**ASSIGNMENT**: Every line from the one containing "box: [121, 272, 168, 319]" to the one containing "box: [92, 91, 494, 415]" in the records below, both included, must be set down exactly, and no other line.

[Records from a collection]
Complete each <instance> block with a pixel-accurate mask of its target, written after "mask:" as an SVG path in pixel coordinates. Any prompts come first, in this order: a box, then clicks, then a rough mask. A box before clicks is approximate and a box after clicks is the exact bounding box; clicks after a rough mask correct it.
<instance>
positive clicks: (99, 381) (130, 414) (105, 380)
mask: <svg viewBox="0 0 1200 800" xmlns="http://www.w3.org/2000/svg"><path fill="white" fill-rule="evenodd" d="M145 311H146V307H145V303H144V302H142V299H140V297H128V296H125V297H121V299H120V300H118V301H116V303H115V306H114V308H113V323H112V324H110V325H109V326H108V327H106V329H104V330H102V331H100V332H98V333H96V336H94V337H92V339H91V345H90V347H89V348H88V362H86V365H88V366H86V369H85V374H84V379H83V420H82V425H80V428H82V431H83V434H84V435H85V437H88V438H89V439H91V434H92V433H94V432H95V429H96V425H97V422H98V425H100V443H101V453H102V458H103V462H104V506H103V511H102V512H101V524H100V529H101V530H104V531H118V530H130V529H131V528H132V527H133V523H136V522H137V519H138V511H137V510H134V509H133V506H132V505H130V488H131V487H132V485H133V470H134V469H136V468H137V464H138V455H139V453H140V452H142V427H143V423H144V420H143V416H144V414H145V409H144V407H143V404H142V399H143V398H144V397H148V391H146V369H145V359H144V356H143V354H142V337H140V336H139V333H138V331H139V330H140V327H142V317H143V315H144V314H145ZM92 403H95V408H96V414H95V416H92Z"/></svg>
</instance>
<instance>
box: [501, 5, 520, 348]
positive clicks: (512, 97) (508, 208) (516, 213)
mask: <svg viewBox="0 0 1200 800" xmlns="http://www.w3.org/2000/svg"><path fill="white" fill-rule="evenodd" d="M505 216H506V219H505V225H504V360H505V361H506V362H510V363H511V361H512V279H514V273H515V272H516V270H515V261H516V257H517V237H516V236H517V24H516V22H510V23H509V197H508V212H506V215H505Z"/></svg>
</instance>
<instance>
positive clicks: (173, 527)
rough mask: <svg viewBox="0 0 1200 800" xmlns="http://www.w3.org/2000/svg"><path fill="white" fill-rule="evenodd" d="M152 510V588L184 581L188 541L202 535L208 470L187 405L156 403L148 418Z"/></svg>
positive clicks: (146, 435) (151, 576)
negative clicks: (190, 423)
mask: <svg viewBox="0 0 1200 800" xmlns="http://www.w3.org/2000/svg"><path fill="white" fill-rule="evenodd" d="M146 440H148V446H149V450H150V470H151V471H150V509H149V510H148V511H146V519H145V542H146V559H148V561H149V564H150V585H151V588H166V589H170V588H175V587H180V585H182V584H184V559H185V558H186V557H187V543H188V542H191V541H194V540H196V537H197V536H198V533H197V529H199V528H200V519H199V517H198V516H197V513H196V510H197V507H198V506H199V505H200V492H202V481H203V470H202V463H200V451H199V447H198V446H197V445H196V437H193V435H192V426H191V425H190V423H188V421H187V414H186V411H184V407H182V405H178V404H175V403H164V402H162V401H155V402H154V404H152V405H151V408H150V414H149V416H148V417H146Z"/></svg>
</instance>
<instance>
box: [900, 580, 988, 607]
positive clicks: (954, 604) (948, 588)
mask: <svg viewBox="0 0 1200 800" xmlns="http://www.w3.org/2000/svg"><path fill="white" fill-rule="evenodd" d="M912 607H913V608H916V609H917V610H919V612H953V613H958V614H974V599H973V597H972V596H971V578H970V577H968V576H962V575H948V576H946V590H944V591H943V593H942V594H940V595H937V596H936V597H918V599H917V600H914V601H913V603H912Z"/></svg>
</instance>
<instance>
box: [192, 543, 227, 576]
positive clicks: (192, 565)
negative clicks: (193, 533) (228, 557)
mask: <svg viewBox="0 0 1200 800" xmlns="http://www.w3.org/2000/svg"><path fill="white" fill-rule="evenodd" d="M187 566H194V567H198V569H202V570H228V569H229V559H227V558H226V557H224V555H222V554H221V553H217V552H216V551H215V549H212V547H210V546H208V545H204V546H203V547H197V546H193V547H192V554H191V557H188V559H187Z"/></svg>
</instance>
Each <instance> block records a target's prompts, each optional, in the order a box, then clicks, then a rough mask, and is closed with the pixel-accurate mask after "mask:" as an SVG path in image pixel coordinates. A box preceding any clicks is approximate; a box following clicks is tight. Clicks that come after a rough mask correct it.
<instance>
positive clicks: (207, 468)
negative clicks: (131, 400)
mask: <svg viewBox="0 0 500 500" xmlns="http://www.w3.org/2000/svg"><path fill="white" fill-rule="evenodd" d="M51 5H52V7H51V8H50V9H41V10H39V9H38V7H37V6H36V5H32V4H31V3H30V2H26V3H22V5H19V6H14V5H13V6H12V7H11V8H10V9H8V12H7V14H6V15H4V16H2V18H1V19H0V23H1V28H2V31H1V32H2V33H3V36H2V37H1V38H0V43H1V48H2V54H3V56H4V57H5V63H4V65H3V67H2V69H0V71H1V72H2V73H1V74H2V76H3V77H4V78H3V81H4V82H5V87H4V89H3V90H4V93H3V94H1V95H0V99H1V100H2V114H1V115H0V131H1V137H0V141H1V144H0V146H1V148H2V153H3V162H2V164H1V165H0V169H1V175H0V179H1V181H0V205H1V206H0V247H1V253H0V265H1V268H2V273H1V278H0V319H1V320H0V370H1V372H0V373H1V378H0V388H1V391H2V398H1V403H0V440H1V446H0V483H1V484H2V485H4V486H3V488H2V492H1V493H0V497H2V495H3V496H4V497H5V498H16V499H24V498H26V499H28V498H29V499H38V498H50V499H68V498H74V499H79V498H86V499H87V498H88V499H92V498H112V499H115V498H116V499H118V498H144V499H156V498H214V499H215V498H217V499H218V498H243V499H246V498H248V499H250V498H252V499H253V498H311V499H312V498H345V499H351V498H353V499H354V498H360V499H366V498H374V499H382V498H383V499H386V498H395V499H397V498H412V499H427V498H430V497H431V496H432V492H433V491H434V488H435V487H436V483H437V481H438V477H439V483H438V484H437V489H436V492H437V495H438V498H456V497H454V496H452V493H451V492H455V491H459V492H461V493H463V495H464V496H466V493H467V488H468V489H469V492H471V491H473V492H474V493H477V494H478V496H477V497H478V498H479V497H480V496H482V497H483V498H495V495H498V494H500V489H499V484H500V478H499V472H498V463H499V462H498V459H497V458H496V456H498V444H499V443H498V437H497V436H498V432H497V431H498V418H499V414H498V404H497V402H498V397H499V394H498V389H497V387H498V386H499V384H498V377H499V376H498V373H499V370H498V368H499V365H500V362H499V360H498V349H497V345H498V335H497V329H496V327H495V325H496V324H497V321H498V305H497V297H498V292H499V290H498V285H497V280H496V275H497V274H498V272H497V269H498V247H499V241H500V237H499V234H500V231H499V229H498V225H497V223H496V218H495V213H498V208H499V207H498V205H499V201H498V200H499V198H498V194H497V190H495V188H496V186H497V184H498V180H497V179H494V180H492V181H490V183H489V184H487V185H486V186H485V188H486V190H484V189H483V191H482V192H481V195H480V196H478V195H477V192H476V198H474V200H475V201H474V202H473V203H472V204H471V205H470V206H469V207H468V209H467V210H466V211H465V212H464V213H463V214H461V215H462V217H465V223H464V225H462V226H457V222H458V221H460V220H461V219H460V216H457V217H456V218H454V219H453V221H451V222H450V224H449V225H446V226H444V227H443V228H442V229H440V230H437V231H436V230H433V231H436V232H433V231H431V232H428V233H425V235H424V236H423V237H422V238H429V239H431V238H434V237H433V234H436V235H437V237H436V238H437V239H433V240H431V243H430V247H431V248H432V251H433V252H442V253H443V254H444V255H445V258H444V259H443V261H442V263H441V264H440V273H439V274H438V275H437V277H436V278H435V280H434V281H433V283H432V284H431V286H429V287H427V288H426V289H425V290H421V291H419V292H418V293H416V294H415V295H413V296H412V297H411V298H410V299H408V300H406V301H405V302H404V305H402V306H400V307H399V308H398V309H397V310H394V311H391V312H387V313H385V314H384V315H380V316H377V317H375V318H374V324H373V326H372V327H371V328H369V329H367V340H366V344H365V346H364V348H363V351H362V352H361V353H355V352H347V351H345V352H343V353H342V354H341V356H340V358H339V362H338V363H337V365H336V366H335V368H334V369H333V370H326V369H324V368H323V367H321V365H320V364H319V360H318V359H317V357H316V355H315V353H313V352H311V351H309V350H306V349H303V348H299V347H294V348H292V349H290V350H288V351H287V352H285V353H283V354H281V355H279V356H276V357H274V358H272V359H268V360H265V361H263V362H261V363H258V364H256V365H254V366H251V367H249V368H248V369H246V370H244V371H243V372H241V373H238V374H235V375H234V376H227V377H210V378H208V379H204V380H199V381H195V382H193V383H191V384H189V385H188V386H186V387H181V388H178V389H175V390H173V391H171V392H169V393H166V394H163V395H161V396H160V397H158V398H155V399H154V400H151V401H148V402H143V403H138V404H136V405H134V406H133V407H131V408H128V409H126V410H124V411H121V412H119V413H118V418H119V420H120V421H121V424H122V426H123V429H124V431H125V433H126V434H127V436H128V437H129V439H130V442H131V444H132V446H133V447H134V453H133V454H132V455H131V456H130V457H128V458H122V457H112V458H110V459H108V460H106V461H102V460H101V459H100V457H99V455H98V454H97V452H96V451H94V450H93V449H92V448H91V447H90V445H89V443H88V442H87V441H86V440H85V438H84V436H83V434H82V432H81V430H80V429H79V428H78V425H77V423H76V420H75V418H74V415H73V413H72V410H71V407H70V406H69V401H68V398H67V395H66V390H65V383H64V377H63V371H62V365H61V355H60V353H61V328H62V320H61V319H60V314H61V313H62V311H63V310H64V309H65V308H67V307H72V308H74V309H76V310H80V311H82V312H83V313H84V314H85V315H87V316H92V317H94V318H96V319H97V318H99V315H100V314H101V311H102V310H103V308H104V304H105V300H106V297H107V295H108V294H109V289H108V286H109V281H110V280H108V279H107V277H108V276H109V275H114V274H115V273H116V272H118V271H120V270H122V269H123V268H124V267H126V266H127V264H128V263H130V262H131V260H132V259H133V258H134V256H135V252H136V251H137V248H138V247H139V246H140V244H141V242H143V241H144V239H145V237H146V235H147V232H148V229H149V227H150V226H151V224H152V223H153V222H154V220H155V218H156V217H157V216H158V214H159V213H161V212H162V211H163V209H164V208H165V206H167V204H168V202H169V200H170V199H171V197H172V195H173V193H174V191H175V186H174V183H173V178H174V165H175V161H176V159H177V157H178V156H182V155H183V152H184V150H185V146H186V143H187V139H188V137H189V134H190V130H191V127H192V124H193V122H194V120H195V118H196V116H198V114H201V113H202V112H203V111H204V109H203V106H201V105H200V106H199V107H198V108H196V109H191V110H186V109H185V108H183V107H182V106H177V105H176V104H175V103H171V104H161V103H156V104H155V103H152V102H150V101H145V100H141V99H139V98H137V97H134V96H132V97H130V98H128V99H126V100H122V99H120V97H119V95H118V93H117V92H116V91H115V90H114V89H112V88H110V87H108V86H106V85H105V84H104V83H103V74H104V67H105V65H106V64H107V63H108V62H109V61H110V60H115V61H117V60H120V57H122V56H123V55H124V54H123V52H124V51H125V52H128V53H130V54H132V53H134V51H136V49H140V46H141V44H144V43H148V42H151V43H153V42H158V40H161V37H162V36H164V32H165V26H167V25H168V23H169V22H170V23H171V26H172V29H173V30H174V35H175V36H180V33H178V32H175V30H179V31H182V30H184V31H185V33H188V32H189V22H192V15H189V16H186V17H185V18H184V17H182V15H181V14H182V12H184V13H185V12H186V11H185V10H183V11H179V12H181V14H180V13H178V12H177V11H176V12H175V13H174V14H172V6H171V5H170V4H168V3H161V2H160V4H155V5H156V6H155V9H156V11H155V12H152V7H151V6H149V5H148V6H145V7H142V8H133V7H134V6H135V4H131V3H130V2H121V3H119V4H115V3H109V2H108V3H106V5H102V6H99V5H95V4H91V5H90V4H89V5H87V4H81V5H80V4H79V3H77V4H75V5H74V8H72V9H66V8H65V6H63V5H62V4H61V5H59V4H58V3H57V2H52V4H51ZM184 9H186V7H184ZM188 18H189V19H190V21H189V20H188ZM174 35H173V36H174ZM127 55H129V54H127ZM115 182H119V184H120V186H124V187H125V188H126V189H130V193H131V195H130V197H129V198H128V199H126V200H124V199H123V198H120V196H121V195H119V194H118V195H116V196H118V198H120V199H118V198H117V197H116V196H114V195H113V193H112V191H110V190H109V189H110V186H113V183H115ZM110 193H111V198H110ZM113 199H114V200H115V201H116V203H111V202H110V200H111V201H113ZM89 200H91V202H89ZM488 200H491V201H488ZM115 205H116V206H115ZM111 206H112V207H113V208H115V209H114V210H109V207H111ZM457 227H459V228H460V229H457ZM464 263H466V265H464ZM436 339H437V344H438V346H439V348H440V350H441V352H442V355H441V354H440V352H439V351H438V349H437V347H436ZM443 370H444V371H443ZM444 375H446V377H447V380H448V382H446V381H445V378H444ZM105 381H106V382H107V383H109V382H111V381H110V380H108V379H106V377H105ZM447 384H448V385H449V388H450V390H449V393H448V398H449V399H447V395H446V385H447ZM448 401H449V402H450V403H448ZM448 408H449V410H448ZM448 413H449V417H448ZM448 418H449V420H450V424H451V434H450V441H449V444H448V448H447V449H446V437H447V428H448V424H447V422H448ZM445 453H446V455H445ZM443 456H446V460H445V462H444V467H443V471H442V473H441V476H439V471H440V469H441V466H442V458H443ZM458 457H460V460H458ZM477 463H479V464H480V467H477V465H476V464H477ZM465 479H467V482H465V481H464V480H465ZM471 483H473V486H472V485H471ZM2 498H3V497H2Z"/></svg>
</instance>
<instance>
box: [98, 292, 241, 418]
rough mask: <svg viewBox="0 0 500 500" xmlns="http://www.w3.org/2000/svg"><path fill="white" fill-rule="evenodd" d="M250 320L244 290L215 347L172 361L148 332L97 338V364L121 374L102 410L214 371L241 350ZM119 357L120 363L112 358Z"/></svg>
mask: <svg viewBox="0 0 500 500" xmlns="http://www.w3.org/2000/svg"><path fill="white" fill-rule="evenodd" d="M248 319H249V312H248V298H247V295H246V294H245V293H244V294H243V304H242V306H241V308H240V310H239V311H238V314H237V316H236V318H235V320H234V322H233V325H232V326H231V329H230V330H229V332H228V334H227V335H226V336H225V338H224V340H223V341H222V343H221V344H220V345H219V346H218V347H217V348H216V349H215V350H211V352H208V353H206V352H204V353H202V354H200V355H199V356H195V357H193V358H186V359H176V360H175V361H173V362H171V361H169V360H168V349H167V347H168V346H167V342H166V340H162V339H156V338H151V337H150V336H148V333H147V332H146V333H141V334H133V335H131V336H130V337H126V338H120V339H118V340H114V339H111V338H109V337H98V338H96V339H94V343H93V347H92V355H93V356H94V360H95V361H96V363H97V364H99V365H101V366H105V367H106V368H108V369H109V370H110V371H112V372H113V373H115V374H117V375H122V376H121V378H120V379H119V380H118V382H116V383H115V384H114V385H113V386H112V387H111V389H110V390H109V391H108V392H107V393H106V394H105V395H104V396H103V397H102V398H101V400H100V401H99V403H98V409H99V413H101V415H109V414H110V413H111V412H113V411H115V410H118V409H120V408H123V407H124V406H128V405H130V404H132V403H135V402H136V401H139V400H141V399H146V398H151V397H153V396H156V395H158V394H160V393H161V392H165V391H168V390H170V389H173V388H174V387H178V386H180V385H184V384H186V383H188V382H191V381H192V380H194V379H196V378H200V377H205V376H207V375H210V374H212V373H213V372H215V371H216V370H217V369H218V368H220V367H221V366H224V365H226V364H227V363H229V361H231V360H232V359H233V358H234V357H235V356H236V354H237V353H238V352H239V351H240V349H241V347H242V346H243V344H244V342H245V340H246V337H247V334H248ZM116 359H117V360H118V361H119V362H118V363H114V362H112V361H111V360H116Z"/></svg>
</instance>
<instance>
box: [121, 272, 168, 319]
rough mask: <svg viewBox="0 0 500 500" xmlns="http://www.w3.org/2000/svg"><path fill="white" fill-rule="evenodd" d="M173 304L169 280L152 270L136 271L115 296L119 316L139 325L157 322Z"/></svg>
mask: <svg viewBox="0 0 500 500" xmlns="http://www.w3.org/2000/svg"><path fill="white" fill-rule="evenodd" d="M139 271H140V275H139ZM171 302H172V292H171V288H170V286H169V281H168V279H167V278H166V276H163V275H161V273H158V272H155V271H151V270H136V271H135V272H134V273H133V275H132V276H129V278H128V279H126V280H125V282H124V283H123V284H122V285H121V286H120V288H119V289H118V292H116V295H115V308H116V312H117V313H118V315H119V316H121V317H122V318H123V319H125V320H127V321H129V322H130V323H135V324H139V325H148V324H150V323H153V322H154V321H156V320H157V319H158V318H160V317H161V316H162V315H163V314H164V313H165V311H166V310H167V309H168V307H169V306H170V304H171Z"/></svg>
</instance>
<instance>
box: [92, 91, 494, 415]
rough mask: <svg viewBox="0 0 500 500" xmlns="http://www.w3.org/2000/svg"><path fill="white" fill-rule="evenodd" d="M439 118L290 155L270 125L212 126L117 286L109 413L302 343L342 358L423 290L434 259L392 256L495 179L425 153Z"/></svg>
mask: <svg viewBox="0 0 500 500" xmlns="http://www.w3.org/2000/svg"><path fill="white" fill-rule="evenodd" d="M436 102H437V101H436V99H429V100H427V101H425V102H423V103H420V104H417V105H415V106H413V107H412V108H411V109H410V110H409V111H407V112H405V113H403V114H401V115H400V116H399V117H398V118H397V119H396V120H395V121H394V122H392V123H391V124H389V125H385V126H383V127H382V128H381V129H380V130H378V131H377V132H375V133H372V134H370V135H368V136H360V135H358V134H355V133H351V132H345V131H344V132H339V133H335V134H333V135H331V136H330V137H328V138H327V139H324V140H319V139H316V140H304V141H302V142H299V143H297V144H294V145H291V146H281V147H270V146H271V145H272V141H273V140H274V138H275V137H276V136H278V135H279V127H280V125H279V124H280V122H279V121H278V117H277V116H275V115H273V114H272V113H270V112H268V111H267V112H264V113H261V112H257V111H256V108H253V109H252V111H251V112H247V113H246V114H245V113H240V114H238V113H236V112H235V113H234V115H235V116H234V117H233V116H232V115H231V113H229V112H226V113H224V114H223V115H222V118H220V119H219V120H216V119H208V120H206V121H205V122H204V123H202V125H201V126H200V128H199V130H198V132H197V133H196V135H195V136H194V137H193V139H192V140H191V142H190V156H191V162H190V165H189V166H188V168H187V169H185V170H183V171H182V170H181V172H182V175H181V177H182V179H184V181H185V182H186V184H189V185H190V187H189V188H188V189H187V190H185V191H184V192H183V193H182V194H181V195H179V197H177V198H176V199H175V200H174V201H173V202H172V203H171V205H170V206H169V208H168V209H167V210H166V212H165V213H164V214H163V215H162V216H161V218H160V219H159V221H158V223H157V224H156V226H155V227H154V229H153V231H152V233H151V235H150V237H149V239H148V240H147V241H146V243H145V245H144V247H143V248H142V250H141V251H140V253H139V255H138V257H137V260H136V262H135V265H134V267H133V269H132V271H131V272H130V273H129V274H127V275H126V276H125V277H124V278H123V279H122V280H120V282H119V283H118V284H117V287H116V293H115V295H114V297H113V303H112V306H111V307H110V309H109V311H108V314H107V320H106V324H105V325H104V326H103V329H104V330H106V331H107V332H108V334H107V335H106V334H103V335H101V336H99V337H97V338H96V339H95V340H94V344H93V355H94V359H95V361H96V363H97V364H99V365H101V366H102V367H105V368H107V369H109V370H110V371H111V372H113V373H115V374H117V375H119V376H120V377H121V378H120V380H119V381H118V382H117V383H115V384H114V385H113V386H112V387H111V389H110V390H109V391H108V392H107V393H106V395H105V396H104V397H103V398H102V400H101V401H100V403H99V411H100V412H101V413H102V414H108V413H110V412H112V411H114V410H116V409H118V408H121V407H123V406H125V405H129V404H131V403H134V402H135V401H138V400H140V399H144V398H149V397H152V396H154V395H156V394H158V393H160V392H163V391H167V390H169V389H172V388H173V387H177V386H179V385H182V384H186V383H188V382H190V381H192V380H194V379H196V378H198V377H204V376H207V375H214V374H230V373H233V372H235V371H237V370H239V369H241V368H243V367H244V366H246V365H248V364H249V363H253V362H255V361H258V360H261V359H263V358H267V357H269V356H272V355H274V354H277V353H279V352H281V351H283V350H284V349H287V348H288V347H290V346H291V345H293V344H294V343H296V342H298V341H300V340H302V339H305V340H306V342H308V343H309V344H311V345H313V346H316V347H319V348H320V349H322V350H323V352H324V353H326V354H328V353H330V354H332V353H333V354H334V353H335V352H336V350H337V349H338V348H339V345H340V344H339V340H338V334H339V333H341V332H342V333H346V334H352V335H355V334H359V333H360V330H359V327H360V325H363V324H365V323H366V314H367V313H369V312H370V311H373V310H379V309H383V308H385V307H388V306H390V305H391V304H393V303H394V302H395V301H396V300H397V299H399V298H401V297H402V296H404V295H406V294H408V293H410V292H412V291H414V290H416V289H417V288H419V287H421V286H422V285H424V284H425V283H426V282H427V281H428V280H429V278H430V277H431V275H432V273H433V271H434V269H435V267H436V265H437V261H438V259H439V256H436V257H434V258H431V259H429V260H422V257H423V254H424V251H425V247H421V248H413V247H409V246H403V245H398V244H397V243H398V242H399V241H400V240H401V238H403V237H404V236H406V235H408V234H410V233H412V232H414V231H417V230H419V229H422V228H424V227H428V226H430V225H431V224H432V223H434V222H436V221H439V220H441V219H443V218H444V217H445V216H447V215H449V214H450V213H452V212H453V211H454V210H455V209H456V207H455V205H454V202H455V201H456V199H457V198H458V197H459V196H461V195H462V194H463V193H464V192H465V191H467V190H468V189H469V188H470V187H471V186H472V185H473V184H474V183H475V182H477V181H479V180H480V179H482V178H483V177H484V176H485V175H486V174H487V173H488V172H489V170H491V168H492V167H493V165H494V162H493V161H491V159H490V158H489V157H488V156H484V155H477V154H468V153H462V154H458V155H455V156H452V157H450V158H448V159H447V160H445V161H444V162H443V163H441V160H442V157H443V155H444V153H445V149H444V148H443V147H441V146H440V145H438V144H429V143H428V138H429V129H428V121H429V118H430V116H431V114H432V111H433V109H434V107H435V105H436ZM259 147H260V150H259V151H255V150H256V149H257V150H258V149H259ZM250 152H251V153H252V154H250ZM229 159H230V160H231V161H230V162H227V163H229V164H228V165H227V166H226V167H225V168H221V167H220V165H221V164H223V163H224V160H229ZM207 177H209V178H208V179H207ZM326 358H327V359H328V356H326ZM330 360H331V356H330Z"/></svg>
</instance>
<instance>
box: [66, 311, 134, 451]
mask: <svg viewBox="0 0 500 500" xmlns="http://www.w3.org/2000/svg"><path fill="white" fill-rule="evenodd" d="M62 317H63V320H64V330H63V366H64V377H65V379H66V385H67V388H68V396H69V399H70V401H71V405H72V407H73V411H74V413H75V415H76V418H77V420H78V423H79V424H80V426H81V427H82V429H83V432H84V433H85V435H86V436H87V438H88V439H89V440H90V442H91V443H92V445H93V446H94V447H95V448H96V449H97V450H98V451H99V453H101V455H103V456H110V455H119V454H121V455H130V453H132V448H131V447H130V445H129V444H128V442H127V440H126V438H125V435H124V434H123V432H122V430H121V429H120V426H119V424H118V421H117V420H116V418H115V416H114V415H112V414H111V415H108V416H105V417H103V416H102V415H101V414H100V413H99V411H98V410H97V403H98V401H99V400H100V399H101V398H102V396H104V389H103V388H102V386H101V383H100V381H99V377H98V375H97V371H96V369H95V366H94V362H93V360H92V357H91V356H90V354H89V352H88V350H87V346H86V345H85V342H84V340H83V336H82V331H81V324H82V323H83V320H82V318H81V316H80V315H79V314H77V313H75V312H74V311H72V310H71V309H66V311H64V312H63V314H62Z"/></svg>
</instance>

**TASK OUTPUT**:
box: [121, 272, 168, 319]
rough mask: <svg viewBox="0 0 500 500" xmlns="http://www.w3.org/2000/svg"><path fill="white" fill-rule="evenodd" d="M173 304L169 280L152 270L136 271L115 296L119 316L139 325L157 322Z"/></svg>
mask: <svg viewBox="0 0 500 500" xmlns="http://www.w3.org/2000/svg"><path fill="white" fill-rule="evenodd" d="M139 271H140V275H139ZM171 302H172V292H171V288H170V286H169V281H168V279H167V278H166V276H163V275H161V273H158V272H155V271H151V270H136V271H135V272H134V273H133V275H132V276H129V278H128V279H126V280H125V282H124V283H123V284H122V285H121V286H120V288H119V289H118V292H116V295H115V308H116V312H117V313H118V315H119V316H121V317H122V318H123V319H125V320H127V321H129V322H130V323H135V324H139V325H148V324H150V323H153V322H154V321H156V320H157V319H158V318H160V317H161V316H162V315H163V314H164V313H165V311H166V310H167V309H168V307H169V306H170V304H171Z"/></svg>
</instance>
<instance>
box: [92, 91, 494, 415]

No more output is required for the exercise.